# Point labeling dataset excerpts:
+++
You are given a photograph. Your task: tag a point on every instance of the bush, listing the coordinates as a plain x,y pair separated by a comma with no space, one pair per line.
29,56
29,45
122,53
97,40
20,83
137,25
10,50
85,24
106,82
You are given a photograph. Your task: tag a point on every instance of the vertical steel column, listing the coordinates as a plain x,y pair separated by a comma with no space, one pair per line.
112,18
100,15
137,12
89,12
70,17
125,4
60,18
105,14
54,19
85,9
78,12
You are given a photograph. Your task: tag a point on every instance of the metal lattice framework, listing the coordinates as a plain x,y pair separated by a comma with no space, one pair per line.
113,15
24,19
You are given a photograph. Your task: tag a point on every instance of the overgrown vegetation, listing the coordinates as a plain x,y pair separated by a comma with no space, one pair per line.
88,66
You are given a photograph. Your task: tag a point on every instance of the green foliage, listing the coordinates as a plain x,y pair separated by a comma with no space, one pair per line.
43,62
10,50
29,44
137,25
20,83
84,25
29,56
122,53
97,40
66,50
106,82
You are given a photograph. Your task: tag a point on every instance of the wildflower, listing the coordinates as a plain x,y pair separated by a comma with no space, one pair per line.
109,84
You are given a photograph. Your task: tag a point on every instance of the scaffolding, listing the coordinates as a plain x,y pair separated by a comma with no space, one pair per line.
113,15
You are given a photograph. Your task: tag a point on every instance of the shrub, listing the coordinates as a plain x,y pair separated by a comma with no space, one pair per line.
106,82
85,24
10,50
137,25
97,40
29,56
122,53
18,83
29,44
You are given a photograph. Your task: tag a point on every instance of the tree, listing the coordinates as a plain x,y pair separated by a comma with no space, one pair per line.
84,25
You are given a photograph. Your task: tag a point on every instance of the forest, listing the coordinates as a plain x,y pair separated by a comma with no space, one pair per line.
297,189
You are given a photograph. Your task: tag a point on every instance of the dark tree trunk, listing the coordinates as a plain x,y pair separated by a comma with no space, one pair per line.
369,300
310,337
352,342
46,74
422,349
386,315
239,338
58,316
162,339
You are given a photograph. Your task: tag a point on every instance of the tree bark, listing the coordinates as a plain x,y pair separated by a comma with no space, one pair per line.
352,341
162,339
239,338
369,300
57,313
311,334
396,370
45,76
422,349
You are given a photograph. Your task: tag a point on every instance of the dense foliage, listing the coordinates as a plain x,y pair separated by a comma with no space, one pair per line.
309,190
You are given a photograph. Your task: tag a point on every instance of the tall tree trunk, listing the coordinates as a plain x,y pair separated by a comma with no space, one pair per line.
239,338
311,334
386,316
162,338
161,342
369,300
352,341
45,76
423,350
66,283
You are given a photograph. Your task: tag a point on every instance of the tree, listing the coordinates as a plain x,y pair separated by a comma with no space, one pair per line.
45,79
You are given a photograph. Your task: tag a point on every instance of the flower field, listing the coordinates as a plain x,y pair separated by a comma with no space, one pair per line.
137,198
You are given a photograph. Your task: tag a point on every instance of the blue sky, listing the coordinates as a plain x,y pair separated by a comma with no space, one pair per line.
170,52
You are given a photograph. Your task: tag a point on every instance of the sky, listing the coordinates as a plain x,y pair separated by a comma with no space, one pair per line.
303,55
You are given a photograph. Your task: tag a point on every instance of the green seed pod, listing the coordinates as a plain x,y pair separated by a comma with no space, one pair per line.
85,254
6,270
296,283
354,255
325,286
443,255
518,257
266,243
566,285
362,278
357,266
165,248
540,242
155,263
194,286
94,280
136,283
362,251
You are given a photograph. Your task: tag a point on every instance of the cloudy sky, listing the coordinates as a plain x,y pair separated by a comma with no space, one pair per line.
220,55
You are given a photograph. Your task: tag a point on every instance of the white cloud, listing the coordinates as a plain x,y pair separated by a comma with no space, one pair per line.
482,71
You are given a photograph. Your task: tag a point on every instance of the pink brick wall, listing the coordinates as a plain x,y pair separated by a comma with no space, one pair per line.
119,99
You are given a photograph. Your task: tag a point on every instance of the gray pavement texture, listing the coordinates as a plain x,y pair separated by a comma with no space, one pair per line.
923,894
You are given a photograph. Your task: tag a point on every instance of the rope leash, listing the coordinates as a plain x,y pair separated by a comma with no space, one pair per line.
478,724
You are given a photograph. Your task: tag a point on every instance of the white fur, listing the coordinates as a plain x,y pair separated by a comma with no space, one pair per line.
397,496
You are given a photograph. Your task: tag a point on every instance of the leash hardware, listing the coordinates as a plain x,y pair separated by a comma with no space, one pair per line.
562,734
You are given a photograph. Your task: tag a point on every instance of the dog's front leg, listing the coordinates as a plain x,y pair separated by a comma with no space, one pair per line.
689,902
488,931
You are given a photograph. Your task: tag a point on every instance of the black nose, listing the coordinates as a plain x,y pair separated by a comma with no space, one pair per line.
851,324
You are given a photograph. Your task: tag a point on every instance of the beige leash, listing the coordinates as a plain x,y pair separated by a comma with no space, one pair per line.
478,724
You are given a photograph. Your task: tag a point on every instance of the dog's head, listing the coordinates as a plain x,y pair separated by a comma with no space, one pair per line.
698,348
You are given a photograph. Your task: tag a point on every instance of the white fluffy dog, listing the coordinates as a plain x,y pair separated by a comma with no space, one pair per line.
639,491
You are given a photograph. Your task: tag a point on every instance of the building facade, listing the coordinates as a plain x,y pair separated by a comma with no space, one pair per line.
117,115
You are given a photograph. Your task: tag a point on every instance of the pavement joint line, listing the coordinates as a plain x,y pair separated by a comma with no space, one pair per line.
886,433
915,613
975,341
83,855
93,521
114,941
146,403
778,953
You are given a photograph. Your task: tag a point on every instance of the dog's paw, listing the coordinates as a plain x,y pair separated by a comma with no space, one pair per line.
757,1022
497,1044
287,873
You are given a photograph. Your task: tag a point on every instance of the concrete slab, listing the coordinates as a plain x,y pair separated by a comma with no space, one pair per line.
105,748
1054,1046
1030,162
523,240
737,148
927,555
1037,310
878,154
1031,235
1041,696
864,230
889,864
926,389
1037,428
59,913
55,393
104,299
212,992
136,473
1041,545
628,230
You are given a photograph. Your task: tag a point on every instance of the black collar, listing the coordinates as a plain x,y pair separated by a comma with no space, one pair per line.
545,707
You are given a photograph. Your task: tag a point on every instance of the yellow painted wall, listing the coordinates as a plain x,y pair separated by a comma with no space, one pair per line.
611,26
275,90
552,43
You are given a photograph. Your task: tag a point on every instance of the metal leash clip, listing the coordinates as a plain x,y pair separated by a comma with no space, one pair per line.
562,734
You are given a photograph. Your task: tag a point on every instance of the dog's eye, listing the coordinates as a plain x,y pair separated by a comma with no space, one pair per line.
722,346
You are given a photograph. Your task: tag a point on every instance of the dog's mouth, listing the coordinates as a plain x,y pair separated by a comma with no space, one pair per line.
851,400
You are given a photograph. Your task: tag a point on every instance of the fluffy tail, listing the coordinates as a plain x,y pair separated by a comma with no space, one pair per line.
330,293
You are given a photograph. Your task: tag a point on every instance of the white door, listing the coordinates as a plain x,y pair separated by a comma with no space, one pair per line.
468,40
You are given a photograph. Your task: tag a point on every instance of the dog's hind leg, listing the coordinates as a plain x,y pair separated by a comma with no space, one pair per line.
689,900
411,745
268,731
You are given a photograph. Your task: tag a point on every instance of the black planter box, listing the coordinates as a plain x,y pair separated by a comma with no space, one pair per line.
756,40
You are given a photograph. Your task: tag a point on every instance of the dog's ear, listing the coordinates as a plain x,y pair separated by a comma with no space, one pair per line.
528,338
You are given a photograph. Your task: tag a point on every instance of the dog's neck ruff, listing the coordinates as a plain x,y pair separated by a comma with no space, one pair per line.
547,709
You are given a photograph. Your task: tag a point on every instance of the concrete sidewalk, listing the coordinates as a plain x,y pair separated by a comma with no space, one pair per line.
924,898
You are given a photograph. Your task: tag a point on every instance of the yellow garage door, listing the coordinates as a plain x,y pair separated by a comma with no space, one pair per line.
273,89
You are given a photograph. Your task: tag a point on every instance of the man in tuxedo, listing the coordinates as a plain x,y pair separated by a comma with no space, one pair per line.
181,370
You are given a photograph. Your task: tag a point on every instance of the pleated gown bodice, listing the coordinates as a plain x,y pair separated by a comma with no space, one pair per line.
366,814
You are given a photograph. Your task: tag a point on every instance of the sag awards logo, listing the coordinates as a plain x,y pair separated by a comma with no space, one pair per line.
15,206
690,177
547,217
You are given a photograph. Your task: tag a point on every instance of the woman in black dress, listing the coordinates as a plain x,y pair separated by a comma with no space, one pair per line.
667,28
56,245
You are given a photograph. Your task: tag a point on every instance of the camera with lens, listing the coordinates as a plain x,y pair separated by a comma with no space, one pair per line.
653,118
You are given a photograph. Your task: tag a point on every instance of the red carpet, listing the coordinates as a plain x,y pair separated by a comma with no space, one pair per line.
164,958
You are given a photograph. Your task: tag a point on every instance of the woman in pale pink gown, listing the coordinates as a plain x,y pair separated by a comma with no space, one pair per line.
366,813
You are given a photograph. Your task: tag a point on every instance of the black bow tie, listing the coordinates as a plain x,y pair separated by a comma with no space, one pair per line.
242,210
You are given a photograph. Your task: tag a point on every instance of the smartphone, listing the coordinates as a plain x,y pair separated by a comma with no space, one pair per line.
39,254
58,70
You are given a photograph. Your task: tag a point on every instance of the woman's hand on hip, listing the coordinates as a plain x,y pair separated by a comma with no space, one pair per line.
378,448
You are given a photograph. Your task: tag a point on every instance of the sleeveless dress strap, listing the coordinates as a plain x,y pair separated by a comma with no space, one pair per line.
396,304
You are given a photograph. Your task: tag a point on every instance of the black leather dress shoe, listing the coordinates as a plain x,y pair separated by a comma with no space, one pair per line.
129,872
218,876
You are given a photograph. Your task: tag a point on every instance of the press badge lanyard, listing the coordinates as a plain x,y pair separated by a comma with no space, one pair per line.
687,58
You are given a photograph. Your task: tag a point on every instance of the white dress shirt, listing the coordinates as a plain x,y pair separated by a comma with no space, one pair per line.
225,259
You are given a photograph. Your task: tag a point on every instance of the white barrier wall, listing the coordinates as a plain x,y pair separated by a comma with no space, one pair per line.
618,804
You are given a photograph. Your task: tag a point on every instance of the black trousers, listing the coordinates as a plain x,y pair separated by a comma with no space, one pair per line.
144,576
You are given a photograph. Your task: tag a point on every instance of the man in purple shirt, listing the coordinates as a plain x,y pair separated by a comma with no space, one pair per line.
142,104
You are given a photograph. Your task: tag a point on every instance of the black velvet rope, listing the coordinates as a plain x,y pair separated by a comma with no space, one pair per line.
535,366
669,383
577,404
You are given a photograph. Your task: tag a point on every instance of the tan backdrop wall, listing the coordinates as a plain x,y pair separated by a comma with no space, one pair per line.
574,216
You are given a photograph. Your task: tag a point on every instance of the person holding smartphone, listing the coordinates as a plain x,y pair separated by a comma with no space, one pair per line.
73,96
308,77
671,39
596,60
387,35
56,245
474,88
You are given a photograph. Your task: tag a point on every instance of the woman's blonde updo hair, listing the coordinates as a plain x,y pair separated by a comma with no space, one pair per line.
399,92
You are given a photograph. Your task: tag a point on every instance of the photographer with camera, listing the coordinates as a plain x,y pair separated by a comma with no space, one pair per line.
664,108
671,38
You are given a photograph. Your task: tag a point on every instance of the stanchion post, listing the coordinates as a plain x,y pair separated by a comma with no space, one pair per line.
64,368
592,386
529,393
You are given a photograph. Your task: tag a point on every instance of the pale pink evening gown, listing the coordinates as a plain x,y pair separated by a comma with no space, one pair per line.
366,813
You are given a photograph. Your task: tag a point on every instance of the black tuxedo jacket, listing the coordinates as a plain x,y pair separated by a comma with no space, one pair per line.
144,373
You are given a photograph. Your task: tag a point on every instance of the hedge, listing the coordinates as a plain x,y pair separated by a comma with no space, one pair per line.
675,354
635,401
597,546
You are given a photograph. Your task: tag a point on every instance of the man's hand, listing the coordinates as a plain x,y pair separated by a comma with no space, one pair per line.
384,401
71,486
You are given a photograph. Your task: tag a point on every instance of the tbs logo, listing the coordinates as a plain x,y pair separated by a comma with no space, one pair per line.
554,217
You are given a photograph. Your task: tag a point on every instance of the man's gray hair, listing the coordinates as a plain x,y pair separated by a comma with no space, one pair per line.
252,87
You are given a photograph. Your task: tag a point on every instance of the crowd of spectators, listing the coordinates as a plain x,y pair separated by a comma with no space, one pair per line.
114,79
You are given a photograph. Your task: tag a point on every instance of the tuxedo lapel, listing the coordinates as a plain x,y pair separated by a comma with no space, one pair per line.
+++
Set down only these lines, exactly: the line containing "the hedge, listing" and each line after it, through the end of the listing.

# FULL ANSWER:
You are given a photograph. Your task: tag a point on every instance of the hedge, listing the coordinates as a plain x,y pair separated by a comma with no space, one pair per line.
675,354
635,401
597,546
You are given a photograph. Your task: tag a point on every instance of the man's hand, listing the coordinates as a plain x,y pair separated by a comma with no space, one pair per line.
384,401
71,486
You are given a photograph. Your task: tag a point on every instance of the tbs logo, listing the coordinates as a plain x,y pair separated by a comma with no space, one pair per line.
554,217
You are given a photograph. Your task: tag a point on every instance of the man's gray hair, listing the coordinates as a plain x,y pair separated by a comma with no space, one pair per line.
252,87
You are given a photograph. Your task: tag a point on every instance of the crowd of spectators, listing the coordinates as a plain x,y pair separated by a comma with no space, one pair per line.
114,79
You are given a photograph. Your task: tag a point on every instance of the tuxedo lapel, listing the coordinates as a plain x,y pair separated by a comma with no space, one pair per line.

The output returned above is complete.